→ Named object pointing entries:
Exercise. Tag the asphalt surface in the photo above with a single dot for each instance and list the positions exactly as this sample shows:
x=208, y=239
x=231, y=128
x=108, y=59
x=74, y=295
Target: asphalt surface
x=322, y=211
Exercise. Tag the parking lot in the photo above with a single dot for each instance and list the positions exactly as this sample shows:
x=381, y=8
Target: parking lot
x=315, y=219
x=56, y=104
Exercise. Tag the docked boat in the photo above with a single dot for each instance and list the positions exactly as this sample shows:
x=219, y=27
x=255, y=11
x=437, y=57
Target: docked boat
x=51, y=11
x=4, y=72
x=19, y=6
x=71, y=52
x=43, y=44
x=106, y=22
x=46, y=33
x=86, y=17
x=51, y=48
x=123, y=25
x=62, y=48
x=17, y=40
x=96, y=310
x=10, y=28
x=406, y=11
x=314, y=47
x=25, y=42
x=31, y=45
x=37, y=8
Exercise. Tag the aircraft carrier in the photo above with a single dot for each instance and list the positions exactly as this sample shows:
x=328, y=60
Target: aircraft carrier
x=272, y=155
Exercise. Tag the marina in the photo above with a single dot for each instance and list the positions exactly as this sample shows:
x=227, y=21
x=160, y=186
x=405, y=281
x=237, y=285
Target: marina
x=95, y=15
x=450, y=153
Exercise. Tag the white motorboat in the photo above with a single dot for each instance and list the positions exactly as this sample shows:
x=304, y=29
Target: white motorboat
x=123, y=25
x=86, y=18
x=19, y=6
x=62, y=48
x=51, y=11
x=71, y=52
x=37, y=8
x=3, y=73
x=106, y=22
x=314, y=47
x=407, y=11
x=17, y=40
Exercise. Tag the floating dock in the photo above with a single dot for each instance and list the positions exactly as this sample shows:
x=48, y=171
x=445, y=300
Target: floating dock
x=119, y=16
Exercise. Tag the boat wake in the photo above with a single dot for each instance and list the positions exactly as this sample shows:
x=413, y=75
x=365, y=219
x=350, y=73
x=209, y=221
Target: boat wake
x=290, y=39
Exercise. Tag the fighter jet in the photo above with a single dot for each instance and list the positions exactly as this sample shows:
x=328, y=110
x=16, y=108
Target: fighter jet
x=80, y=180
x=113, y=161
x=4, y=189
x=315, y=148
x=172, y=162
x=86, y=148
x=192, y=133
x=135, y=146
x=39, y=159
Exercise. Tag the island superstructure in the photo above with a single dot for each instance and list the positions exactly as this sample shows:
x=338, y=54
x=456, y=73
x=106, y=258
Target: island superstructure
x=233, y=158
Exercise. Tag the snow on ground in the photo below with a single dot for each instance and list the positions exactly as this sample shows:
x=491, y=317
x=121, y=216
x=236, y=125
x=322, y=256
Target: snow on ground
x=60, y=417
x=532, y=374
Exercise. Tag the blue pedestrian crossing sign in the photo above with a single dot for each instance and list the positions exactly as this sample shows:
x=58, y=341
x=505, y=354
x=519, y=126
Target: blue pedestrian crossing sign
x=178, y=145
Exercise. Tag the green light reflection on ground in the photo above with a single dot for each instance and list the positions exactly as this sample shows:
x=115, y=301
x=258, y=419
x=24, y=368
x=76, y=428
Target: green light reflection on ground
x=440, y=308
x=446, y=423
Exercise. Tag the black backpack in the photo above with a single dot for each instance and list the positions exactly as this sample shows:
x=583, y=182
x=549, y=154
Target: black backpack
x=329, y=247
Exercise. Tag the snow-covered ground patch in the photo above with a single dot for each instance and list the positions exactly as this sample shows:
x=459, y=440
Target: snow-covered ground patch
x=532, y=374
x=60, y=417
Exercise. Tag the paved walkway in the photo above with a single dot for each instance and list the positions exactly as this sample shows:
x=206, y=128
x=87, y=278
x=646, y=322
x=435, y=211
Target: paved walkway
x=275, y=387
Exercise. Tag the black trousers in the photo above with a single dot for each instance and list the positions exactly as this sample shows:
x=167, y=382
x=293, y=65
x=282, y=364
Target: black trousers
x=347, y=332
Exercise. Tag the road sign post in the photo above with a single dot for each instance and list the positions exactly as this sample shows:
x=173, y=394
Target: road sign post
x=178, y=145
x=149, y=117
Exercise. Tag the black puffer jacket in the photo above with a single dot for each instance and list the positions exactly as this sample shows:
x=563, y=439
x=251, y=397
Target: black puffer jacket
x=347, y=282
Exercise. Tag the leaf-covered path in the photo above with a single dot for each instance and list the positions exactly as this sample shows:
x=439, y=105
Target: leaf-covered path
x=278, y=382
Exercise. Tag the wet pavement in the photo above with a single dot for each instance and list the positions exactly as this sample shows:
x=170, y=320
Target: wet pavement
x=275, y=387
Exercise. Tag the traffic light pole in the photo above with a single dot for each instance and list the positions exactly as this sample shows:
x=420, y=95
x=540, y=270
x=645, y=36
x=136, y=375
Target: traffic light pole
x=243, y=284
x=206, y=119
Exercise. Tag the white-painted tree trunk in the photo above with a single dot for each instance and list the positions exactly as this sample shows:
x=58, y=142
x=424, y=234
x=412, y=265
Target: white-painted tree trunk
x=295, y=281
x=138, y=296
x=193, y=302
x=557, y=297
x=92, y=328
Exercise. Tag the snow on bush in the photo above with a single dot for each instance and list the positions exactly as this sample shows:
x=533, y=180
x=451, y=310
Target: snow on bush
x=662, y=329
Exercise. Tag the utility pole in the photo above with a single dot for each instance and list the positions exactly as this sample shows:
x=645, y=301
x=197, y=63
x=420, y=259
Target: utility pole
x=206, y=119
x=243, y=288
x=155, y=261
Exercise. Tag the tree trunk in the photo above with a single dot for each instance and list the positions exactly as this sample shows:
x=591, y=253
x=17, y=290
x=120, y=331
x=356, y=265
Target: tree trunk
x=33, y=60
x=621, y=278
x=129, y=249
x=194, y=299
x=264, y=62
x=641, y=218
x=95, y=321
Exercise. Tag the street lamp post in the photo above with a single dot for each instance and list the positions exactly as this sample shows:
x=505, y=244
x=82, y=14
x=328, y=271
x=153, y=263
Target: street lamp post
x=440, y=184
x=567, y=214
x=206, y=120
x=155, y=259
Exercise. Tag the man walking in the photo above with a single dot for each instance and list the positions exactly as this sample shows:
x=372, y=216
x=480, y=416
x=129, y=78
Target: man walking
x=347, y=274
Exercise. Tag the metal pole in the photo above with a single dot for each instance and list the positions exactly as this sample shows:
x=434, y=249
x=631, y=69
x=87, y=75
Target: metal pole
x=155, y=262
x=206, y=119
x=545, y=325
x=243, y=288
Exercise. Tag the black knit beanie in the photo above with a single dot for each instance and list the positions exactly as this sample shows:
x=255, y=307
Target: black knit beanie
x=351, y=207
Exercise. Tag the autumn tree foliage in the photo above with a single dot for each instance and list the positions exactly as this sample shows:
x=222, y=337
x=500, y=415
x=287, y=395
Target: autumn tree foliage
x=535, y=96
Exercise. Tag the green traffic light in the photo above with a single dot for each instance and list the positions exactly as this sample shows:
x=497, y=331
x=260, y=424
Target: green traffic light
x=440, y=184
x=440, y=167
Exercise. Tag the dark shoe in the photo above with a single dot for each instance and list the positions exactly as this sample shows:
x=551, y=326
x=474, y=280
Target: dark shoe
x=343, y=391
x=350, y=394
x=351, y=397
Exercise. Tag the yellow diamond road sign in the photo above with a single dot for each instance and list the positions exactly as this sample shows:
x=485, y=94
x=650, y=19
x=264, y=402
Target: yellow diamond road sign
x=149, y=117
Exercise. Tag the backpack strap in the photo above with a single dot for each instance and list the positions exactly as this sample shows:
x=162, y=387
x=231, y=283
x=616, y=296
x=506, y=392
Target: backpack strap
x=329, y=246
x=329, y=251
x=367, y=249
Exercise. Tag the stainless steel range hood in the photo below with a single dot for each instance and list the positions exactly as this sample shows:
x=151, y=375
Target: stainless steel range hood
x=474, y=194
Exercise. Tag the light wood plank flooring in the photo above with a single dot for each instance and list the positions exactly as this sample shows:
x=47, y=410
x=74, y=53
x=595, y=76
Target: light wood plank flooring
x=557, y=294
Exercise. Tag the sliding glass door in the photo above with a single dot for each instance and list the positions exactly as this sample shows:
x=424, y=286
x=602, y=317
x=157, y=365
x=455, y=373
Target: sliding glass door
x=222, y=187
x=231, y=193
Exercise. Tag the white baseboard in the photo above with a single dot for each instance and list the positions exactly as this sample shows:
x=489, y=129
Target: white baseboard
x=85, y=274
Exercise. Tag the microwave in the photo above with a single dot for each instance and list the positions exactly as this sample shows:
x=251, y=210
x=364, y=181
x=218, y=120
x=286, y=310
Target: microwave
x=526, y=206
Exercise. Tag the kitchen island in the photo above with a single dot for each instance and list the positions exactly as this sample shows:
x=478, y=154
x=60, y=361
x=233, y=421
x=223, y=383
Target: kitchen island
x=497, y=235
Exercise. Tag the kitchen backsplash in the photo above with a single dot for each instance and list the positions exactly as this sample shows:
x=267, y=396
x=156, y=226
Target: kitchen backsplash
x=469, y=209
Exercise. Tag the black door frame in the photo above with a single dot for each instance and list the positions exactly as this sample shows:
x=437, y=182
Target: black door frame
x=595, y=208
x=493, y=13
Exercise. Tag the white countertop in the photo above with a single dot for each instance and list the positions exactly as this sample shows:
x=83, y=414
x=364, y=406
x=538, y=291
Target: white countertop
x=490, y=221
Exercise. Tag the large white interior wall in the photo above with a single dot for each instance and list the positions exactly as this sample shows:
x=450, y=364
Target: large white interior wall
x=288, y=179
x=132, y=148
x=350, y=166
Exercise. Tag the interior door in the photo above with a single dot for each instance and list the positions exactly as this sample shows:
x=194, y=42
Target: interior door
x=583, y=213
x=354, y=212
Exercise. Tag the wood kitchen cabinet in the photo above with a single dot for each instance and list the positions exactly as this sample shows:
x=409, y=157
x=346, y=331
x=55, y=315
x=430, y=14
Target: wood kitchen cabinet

→ What to work on: Copy out the lines of the data above verbatim, from the line containing "Exercise. Tag the white baseboard" through the line containing "x=85, y=274", including both.

→ Final result:
Exercise. Tag the white baseboard in the photo above with a single dot for each instance and list the positions exactly as this sample shows:
x=489, y=129
Target: white baseboard
x=85, y=274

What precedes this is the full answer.